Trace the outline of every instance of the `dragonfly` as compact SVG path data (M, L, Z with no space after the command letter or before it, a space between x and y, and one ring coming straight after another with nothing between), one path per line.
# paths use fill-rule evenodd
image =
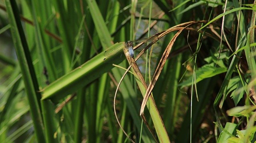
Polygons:
M136 45L143 43L139 47L140 49L145 48L147 46L151 44L153 41L159 39L159 37L157 36L153 36L149 38L141 38L132 41L128 41L126 42L122 43L116 47L111 48L109 50L107 50L104 53L104 56L106 57L112 56L116 53L122 51L122 49L125 49L127 50L131 58L134 58L134 47ZM114 60L122 60L124 59L124 56L121 55L118 57L119 59L115 59Z

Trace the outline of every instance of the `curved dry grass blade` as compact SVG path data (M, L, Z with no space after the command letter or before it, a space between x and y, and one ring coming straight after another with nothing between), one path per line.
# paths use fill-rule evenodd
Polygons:
M188 25L186 27L190 25ZM156 69L156 71L155 72L155 73L153 76L152 81L148 87L147 89L147 91L145 94L145 96L144 96L144 98L143 98L143 100L141 105L141 107L140 108L140 115L141 116L143 112L144 111L144 108L145 108L145 106L146 106L147 101L148 101L148 98L150 96L150 94L152 92L153 88L154 88L154 86L156 84L156 81L159 77L159 75L161 73L162 70L163 69L164 65L164 64L165 63L167 59L167 58L168 58L168 56L169 56L170 53L171 51L171 49L172 47L172 46L173 45L174 42L176 40L176 39L178 36L180 35L181 32L186 28L186 27L185 27L180 29L174 35L174 36L172 38L169 44L168 45L168 46L167 46L167 47L165 51L164 51L164 52L163 54L163 55L162 56L162 57L160 60L159 63L158 64L157 67Z
M117 94L117 91L118 91L118 88L119 88L119 86L120 86L120 85L121 84L121 83L122 82L122 81L123 80L123 79L124 78L124 76L126 74L127 72L128 72L129 70L130 70L130 69L131 68L131 67L132 66L131 65L129 66L129 67L128 67L126 71L125 71L125 72L124 74L124 75L123 75L123 76L121 78L121 79L120 80L120 81L119 82L119 83L118 83L118 84L117 85L117 87L116 87L116 92L115 93L115 96L114 97L113 106L114 106L114 113L115 113L115 116L116 117L116 121L117 121L117 123L118 123L118 125L119 125L119 127L120 127L121 128L121 129L122 129L122 131L123 131L123 132L124 132L124 133L125 134L125 135L126 135L126 137L128 137L128 138L131 141L132 143L135 143L132 140L132 139L131 139L130 137L129 136L129 135L128 135L127 133L126 133L125 131L124 131L124 129L122 127L122 125L121 125L120 121L119 121L118 118L117 117L117 114L116 114L116 94Z
M158 37L157 36L155 36L155 37L152 36L151 37L152 37L152 38L154 38L154 41L152 42L150 44L148 45L146 47L145 47L145 49L142 50L142 51L141 51L140 53L138 55L138 56L136 57L135 60L134 58L131 58L131 57L130 56L128 52L127 52L127 50L126 49L123 49L124 52L124 53L125 55L126 55L127 61L130 64L130 65L129 66L128 68L127 68L127 69L126 70L126 71L123 75L123 76L121 78L121 79L120 80L120 81L119 82L119 83L118 83L118 85L117 86L116 89L116 92L115 93L115 95L114 96L113 106L114 106L114 109L115 116L116 117L116 121L118 125L119 125L119 126L122 129L122 131L123 131L124 134L125 134L126 137L128 137L128 138L131 141L132 141L133 143L134 143L134 141L132 139L130 138L130 137L129 136L129 135L128 135L128 134L126 133L125 131L124 131L124 129L122 127L121 125L121 123L120 123L120 121L119 121L119 120L118 118L118 117L117 117L117 114L116 114L116 94L117 94L118 90L119 87L120 86L120 85L121 84L121 83L122 82L122 81L123 79L124 78L124 76L125 76L126 74L127 73L127 72L129 71L129 70L130 70L130 69L132 67L134 71L134 72L136 73L136 74L138 76L138 78L140 80L140 81L142 83L142 84L143 85L143 86L144 87L145 89L147 89L148 88L148 86L147 85L146 81L145 81L145 80L144 80L143 77L142 75L142 74L141 74L141 72L140 72L140 69L138 68L138 65L136 63L136 61L142 55L143 53L144 53L144 52L146 51L146 49L149 47L151 45L155 43L156 41L157 41L157 40L158 40L160 39L160 38ZM136 49L138 47L139 47L140 46L142 45L142 44L143 44L145 42L142 42L139 43L139 44L137 45L136 46L134 47L134 49ZM152 98L152 99L153 101L154 102L154 99L153 99L153 98ZM155 103L154 105L155 106L156 105ZM143 116L143 117L142 117L142 119L143 120L143 121L145 123L146 126L148 129L149 131L150 132L150 133L153 135L153 137L155 139L155 140L156 141L157 140L156 138L153 135L154 134L153 133L153 131L150 129L148 124L146 122L146 119L145 118L145 117Z

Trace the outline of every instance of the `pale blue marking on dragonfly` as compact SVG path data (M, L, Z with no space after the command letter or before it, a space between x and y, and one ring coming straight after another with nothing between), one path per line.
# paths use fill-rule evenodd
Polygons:
M107 50L104 53L104 56L108 57L114 55L117 53L120 52L122 49L125 48L125 49L127 49L130 56L131 57L134 58L134 52L133 50L133 47L134 47L141 43L144 42L144 43L142 44L139 48L140 49L142 49L145 48L154 41L159 39L160 38L157 36L153 36L147 38L141 38L132 41L128 41L116 47ZM121 59L123 60L124 57L122 57ZM116 59L115 60L118 59Z

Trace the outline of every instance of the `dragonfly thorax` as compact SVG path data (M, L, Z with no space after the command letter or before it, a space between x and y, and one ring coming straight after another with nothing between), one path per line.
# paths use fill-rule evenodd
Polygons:
M130 41L128 41L126 43L126 47L128 49L128 52L130 57L133 57L134 56L134 51L133 51L133 43Z

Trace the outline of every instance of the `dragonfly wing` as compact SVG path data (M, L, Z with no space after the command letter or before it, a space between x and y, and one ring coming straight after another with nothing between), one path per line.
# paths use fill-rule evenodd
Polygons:
M117 47L112 48L109 48L105 51L104 53L104 57L109 57L118 53L119 53L125 46L125 43L122 43Z
M142 42L144 42L138 48L138 51L141 51L147 47L148 45L150 44L153 41L158 39L159 39L159 38L157 36L153 36L148 38L142 38L135 40L133 41L134 45L134 46L135 46L136 45Z

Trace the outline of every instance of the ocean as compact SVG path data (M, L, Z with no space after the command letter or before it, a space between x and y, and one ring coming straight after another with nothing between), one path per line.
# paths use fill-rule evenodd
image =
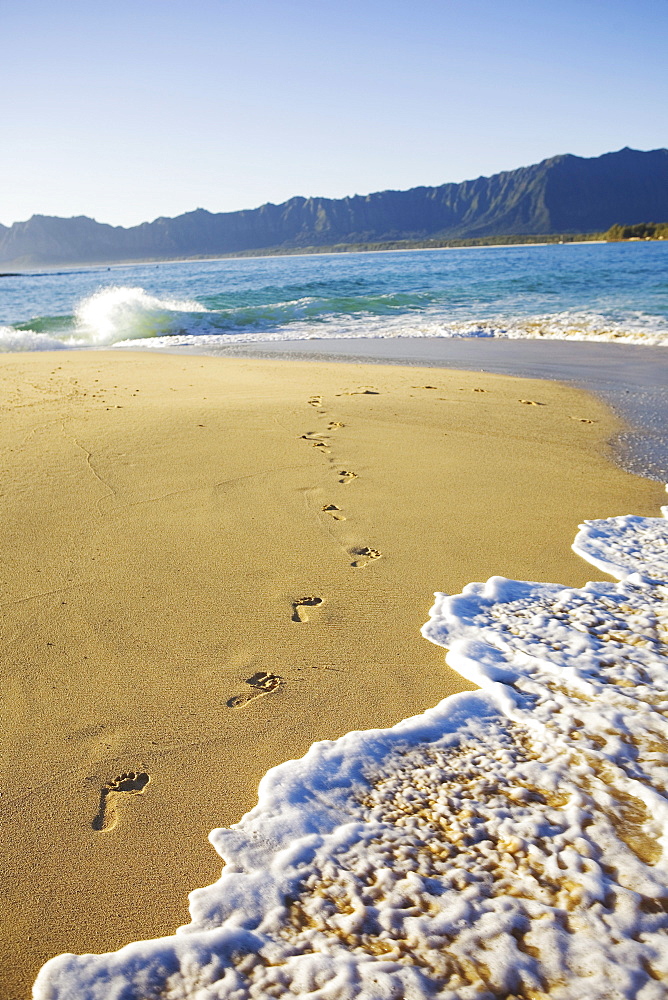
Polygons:
M668 344L665 242L321 254L0 278L0 350L341 338Z
M3 278L3 337L14 350L212 353L313 338L556 339L653 356L668 344L667 254L557 245ZM574 549L607 582L497 576L437 593L423 636L478 690L273 768L257 806L212 831L225 868L191 894L190 924L112 954L58 956L35 1000L662 1000L662 513L581 525Z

※

### WORK REQUIRED
Starting at the line that contains "Trace the outline of every instance of the ocean" and ending at the last line of the data, put each line into a JSON list as a separate string, skipping blank lines and leaving out the pictures.

### RESULT
[
  "Trace the outline of every instance of the ocean as compact SVG path data (M, L, Z with no space after the command letter or before it, a space between x and y, and one ring coming straight after another with nothing between), one path per line.",
  "# paths use fill-rule evenodd",
  "image =",
  "Polygons:",
  "M668 344L665 242L321 254L0 278L0 350L341 338Z",
  "M3 278L3 337L14 350L212 353L313 338L556 339L653 356L668 344L667 254L557 245ZM574 549L607 582L497 576L437 593L423 636L478 690L273 768L257 806L212 831L225 868L191 894L190 924L112 954L58 956L35 1000L662 1000L662 513L581 525Z"
]